- _REQUEST_
Could you output each line of the data that follows exactly?

- _Position identification records_
· · · ·

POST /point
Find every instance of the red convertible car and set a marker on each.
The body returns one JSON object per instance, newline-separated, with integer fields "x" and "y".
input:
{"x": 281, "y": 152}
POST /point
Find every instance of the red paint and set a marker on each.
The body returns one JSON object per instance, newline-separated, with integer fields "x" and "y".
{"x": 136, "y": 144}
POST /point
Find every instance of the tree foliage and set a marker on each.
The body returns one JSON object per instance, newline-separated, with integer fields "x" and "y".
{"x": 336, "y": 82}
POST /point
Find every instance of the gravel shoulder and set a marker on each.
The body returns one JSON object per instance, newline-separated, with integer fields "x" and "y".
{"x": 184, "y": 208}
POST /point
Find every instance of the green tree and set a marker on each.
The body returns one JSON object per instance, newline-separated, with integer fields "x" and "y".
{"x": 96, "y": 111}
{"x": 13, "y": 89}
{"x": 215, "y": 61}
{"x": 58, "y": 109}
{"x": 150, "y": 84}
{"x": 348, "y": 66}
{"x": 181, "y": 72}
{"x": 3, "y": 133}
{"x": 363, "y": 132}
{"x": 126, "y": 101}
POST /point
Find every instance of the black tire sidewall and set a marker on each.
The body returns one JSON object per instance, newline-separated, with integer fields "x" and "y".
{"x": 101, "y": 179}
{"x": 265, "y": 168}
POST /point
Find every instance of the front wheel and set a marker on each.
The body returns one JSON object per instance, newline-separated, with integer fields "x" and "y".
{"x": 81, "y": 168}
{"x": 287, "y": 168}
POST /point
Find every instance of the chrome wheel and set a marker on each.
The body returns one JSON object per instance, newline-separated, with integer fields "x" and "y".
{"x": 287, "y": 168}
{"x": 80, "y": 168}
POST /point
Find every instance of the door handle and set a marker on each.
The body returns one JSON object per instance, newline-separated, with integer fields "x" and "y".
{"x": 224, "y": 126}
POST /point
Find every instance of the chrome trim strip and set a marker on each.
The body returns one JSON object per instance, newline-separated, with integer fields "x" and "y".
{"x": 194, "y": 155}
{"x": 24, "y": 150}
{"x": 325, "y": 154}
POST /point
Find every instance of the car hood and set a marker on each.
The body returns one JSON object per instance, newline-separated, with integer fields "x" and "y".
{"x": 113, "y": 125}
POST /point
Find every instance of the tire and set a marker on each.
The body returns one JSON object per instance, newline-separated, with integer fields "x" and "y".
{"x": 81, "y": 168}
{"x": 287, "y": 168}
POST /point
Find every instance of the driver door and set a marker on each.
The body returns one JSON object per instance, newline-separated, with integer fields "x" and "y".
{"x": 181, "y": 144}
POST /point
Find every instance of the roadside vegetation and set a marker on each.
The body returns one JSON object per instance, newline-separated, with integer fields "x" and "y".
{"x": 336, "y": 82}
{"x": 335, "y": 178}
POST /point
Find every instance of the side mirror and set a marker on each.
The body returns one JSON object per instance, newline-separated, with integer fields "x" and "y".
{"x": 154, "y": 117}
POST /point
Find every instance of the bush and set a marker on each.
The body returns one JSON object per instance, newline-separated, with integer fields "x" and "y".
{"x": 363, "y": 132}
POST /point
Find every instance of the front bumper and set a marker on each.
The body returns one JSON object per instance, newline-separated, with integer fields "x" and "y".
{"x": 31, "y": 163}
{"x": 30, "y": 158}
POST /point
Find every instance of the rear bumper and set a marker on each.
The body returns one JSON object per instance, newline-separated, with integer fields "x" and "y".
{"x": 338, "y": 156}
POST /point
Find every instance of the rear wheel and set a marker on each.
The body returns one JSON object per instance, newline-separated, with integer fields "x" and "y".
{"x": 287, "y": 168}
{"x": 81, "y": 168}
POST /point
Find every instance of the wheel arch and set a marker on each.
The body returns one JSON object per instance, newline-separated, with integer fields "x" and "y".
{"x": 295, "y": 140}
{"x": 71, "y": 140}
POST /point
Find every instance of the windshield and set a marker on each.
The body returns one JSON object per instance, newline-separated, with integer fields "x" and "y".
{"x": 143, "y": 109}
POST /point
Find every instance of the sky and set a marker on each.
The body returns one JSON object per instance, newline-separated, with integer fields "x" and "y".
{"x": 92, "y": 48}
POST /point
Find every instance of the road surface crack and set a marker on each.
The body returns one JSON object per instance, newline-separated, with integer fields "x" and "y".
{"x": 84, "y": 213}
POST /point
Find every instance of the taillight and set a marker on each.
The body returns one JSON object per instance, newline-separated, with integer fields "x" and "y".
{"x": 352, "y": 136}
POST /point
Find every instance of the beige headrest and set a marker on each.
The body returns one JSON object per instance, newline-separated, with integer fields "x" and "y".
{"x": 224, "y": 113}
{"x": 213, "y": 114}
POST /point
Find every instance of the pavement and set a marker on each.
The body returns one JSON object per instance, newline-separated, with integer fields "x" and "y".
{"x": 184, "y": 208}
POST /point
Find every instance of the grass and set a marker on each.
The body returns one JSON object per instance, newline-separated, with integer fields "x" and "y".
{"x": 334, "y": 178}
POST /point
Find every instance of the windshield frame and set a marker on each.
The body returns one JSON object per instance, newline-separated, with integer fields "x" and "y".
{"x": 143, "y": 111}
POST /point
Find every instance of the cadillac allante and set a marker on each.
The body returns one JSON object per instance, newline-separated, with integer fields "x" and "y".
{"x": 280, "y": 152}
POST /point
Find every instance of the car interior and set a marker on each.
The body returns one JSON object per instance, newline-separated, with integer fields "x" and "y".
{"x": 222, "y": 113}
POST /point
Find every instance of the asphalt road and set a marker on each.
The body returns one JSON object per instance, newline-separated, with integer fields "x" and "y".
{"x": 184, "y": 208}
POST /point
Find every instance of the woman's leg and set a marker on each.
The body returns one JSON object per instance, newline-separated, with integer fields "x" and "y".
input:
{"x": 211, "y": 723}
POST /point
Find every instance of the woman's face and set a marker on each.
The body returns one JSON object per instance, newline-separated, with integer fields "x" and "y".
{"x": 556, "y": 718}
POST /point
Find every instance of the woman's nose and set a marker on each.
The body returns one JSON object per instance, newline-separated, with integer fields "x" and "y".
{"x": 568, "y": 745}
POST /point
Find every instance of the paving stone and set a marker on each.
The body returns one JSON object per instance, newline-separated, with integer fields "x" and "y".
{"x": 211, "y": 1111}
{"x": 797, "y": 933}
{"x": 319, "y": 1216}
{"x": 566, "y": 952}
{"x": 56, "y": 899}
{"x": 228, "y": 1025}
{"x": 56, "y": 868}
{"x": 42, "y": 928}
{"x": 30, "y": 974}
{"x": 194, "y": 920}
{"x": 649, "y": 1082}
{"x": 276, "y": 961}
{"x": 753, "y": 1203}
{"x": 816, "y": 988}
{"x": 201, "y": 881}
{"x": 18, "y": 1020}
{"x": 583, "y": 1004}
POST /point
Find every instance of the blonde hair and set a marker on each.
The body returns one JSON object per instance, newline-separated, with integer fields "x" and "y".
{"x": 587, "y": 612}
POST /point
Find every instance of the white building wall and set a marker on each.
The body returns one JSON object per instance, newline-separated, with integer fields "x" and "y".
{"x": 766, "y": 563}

· · · ·

- _THE RESPONSE_
POST /point
Find every instance of the red convertible car and set a marker on each.
The body returns one JSON object per instance, newline-separated, with integer fields "x" and "y".
input:
{"x": 281, "y": 152}
POST /point
Find every instance of the red paint and set a marker on each.
The body returns one JSON object per instance, newline-separated, with integer fields "x" and "y".
{"x": 136, "y": 144}
POST /point
Find every instance of the tree foliage and set a marker on each.
The body returns one JSON object per instance, newline-separated, with integer fields "x" and "y".
{"x": 336, "y": 82}
POST /point
Find every instance of the gravel shoulder and set a marker on each.
The body returns one JSON object per instance, newline-separated, with integer fields "x" and "y".
{"x": 184, "y": 208}
POST /point
Find every instance of the green tree and set a marker on each.
The body returns one JSON object per instance, newline-separated, with integer fields "x" and "y".
{"x": 96, "y": 111}
{"x": 13, "y": 89}
{"x": 215, "y": 61}
{"x": 58, "y": 109}
{"x": 150, "y": 84}
{"x": 348, "y": 66}
{"x": 181, "y": 72}
{"x": 3, "y": 133}
{"x": 363, "y": 132}
{"x": 126, "y": 101}
POST /point
Find every instance of the black tire sidewall and set a marker on each.
The body returns one JSON object per instance, newline-separated, with integer fields "x" and "y".
{"x": 101, "y": 179}
{"x": 265, "y": 168}
POST /point
Find every instance of the front wheel and set a marker on each.
The body returns one JSON object per instance, newline-separated, with integer fields "x" and "y".
{"x": 81, "y": 168}
{"x": 287, "y": 168}
POST /point
Find every instance of the chrome wheel and set a marker on each.
The body returns one JSON object per instance, newline-separated, with integer fields "x" and "y".
{"x": 287, "y": 168}
{"x": 80, "y": 168}
POST /point
Find every instance of the door handle and set a marker on each.
The body returns one JSON object per instance, newline-separated, with integer fields "x" and "y".
{"x": 224, "y": 126}
POST /point
Find every instance of the chrome trim strip and set a marker on each.
The body returns one JSON object per instance, newline-separated, with integer fields "x" and "y".
{"x": 194, "y": 155}
{"x": 24, "y": 150}
{"x": 325, "y": 154}
POST /point
Find every instance of the car hood and set a marker on each.
The body returns one JSON object per instance, newline-separated, with integer fields "x" and "y".
{"x": 113, "y": 125}
POST /point
Find every instance of the tire and set a marker on each.
The body returns one JSON object per instance, newline-separated, with integer fields "x" and "y".
{"x": 81, "y": 168}
{"x": 287, "y": 168}
POST /point
Find every instance of the driver door and set a marker on each.
The body returns one JSON object per instance, newline-separated, with integer fields "x" and "y".
{"x": 181, "y": 144}
POST /point
Find every instance of the roadside vegetation and set a marker on each.
The body returns one JSON object per instance, newline-separated, with integer fields "x" and "y".
{"x": 336, "y": 82}
{"x": 335, "y": 178}
POST /point
Find every instance of the side mirror and set a marker on each.
The body returns one JSON object per instance, newline-separated, with integer fields "x" and "y".
{"x": 154, "y": 117}
POST /point
Find every instance of the bush and set a marker on each.
The body returns one JSON object per instance, newline-separated, with integer fields "x" and "y".
{"x": 363, "y": 132}
POST /point
Find every instance of the front bumper and set a marker on each.
The body returns one JSON object per instance, newline-separated, with integer fields "x" and "y".
{"x": 31, "y": 163}
{"x": 30, "y": 158}
POST /point
Find every instance of the rear bumper and set a marker on each.
The body returns one JSON object per instance, newline-separated, with integer fields "x" and "y".
{"x": 338, "y": 156}
POST /point
Find every instance of the rear wheel and set a marker on each.
The body returns one JSON object per instance, newline-separated, with integer fields "x" and "y".
{"x": 287, "y": 168}
{"x": 81, "y": 168}
POST /point
Find every instance of the wheel arch and set a marker on each.
The body returns one JSON object per instance, newline-separated, with integer fields "x" and "y".
{"x": 295, "y": 140}
{"x": 71, "y": 140}
POST /point
Find every instance of the windshield and set a marker on each.
The body returns one JSON object per instance, newline-separated, with integer fields "x" and "y".
{"x": 143, "y": 109}
POST /point
Find every instance of the sky and set a marker on each.
The body returns one JSON object per instance, newline-separated, with integer fields "x" and "y".
{"x": 92, "y": 48}
POST /point
Find every instance of the road surface crack and set a marker on each.
The body returns one JSON object per instance, newline-separated, with integer fields "x" and "y".
{"x": 84, "y": 213}
POST /point
Find every instance of the taillight and set a marker on each.
The body returns one JSON object per instance, newline-separated, with integer fields "x" and "y".
{"x": 352, "y": 136}
POST /point
Find every instance of the beige headrest and set a marker on each.
The body returns one JSON object per instance, newline-separated, with integer fields "x" and "y".
{"x": 224, "y": 113}
{"x": 213, "y": 114}
POST /point
Find every instance of the pavement and set a marker on each.
The body returns one JSON object per instance, newline-separated, with integer fields "x" and "y".
{"x": 184, "y": 208}
POST /point
Find every instance of the grass and set a marker on each.
The body returns one JSON object per instance, newline-separated, with integer fields "x" and "y".
{"x": 334, "y": 178}
POST /point
Find every instance of the windshield frame and set a marker on each.
The body returns one JSON object per instance, newline-separated, with integer fields "x" and "y".
{"x": 143, "y": 111}
POST /point
Find every instance of the cadillac allante and set a marker on each.
The body returns one JSON object per instance, newline-separated, with integer fields "x" and "y".
{"x": 280, "y": 152}
POST /point
Find every instance of the car interior and set a marker on each.
The body returns one JSON object per instance, newline-separated, with integer fields "x" and "y".
{"x": 222, "y": 113}
POST /point
Find every instance of the asphalt road and set a marker on each.
The body returns one JSON object per instance, newline-separated, with integer fields "x" and "y".
{"x": 184, "y": 208}
POST /point
Find every instance of the woman's leg and set a marker on each.
The body returns one JSON object per instance, newline-separated, with integer fields "x" and "y".
input:
{"x": 211, "y": 723}
POST /point
Find every instance of the woman's face and set a marker on each.
The body returns one JSON object per instance, newline-separated, with integer fields "x" and "y".
{"x": 556, "y": 718}
POST /point
Find every instance of the woman's nose and set a marker on each.
The body returns one JSON object per instance, newline-separated, with integer fields "x" and "y".
{"x": 568, "y": 745}
POST /point
Find every instance of the paving stone and set a marker on each.
The body returns one JSON object per instance, newline-separated, with integer fields "x" and "y".
{"x": 211, "y": 1111}
{"x": 797, "y": 933}
{"x": 319, "y": 1216}
{"x": 566, "y": 952}
{"x": 56, "y": 899}
{"x": 228, "y": 1025}
{"x": 56, "y": 868}
{"x": 42, "y": 928}
{"x": 30, "y": 974}
{"x": 194, "y": 920}
{"x": 649, "y": 1082}
{"x": 276, "y": 961}
{"x": 753, "y": 1203}
{"x": 816, "y": 988}
{"x": 201, "y": 881}
{"x": 18, "y": 1020}
{"x": 583, "y": 1004}
POST /point
Find every instance of the blonde hair and set a marker on each.
The body returns one JSON object per instance, newline-separated, with integer fields "x" and "y".
{"x": 587, "y": 612}
POST /point
Find every instance of the white building wall and set a marker on each.
The body returns one JSON object per instance, newline-separated, with integer fields "x" and "y".
{"x": 766, "y": 563}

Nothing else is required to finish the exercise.